Some Aspects of Splenic Pathology

Author(s): Alfredo J. A. Barbosa

Pp: 75-83 (9)

DOI: 10.2174/978160805273811101010075

* (Excluding Mailing and Handling)


The spleen is the largest lymphoid organ in the body. It is located in the left hypochondrium and is surrounded by a thick, fibrous capsule that adheres to the parenchyma. In human beings the spleen has an elongated shape and weighs 100-200 grams, with its major diameters measuring 11 x 7 cm. It receives blood mainly through the splenic artery, derived from the celiac trunk, and venous drainage is processed through the splenic vein that leads into the portal vein. When studying the pathologic anatomy of the spleen one should keep in mind the lymphoid and the vascular nature of the organ as well as its shape, size and weight. As we shall see, in most cases the gross anatomy of the spleen is directly or indirectly associated with local and systemic vascular and hemodynamic changes and also with changes of haematolymphopoiesis. Changes in these different systems frequently manifest as modifications of the weight and volume of the spleen.

Several functions are performed by the spleen, each one correlated with a specific anatomic site in the organ. Most of these functions are usually complementary to those of other organs and thus are not always important in normal adult individuals, but can acquire importance in disease states. The better known functions of the spleen are haematopoiesis, acting as a reservoir of blood elements (mainly platelets), phagocytosis (removal of altered blood cells and other particulate matter), and several roles in the immunologic mechanisms.
_ _ _ _
**Exercise instructions**
Pick up the text on splenic pathology right after its final sentence and carry it further.

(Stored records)
_ _ _ _
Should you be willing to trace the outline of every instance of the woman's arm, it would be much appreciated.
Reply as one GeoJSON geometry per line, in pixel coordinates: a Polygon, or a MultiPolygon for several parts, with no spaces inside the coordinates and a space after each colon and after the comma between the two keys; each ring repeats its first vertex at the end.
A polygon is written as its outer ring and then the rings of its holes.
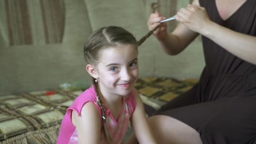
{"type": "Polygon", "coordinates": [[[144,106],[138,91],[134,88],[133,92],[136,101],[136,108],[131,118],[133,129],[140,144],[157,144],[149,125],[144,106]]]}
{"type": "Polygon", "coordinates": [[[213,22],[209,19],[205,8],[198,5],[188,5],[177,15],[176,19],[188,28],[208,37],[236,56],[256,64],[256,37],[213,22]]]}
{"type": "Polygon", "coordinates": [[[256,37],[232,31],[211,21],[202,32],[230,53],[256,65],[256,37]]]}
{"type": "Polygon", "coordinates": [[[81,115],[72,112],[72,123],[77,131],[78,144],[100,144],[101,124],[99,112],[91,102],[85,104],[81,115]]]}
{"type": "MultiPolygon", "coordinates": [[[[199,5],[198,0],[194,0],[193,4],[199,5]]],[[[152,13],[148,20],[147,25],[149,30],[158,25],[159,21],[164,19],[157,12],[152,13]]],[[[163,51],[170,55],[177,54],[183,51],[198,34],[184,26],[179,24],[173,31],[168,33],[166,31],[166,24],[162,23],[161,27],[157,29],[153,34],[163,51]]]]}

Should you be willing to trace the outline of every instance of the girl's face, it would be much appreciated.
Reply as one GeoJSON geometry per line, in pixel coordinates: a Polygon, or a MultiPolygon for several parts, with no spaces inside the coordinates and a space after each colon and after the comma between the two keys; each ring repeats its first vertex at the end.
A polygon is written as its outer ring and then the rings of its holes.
_ _ _ _
**Reply**
Histologically, the spleen can be divided into two distinct regions, i.e., the white pulp and red pulp. These two regions are separated by an ill-defined interphase known as the marginal zone. The white pulp is made up of T and B lymphocytes, the former located along the periarteriolar lymphoid sheath and the latter in the lymphoid follicles, while the red pulp consists of a network of venous sinuses and the Billroth’s cords. The Billroth’s cords contain numerous macrophages which are responsible for the important phagocytic function of the organ. The sinuses are lined with a particular type of endothelial cells forming a discontinuous barrier which allows passage of blood cells between cords and sinuses.